§ **EXERCISE AIM**
Return the lines beginning at the one that contains "positive clicks: (683, 445)" and continuing to the end of the entries, including both ends, exactly as written and nothing else.

§ **SOURCE MATERIAL**
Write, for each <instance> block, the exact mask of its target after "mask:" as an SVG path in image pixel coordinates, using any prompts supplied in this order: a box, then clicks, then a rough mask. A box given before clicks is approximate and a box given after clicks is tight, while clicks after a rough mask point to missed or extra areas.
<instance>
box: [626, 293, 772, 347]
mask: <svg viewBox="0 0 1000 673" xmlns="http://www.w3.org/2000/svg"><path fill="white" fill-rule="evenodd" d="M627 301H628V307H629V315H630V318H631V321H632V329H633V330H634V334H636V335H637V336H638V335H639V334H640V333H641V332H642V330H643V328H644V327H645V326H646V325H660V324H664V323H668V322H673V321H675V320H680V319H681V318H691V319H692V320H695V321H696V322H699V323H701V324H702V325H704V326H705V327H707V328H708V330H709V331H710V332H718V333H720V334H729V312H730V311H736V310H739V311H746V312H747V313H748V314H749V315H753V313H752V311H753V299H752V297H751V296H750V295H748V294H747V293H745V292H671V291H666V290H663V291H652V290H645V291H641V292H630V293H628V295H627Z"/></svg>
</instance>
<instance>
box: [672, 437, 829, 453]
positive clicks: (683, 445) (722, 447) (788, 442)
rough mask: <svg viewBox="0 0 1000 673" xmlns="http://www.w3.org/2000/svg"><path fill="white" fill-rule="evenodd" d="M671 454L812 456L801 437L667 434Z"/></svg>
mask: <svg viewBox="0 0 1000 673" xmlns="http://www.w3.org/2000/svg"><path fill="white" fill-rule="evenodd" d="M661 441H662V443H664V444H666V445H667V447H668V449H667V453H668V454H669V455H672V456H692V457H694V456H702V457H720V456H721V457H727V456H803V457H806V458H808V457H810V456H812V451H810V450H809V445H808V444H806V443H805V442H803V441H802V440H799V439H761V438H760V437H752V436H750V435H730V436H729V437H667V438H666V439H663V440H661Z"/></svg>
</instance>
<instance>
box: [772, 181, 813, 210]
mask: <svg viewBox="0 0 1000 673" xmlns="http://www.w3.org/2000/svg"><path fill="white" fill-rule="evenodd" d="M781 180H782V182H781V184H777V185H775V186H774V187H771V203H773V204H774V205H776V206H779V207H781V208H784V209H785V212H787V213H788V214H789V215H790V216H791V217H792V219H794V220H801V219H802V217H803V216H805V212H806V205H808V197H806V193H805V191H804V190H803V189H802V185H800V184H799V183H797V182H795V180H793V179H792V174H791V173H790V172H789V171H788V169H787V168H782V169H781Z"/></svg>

§ **RESULT OF THIS EXERCISE**
positive clicks: (683, 445) (722, 447) (788, 442)
rough mask: <svg viewBox="0 0 1000 673" xmlns="http://www.w3.org/2000/svg"><path fill="white" fill-rule="evenodd" d="M671 454L812 456L801 437L667 434Z"/></svg>
mask: <svg viewBox="0 0 1000 673" xmlns="http://www.w3.org/2000/svg"><path fill="white" fill-rule="evenodd" d="M661 441H662V443H664V444H666V445H667V447H668V449H667V453H668V454H669V455H672V456H692V457H694V456H702V457H720V456H721V457H727V456H803V457H806V458H808V457H810V456H812V451H810V450H809V445H808V444H806V443H805V442H803V441H802V440H799V439H761V438H760V437H752V436H750V435H730V436H729V437H667V438H666V439H663V440H661Z"/></svg>
</instance>
<instance>
box: [772, 181, 813, 210]
mask: <svg viewBox="0 0 1000 673" xmlns="http://www.w3.org/2000/svg"><path fill="white" fill-rule="evenodd" d="M781 180H782V182H781V184H777V185H775V186H774V187H771V203H773V204H774V205H776V206H779V207H781V208H784V209H785V212H787V213H788V214H789V215H790V216H791V217H792V219H794V220H801V219H802V217H803V216H805V212H806V205H808V197H806V193H805V191H804V190H803V189H802V185H800V184H799V183H797V182H795V180H793V179H792V174H791V173H790V172H789V171H788V169H787V168H782V169H781Z"/></svg>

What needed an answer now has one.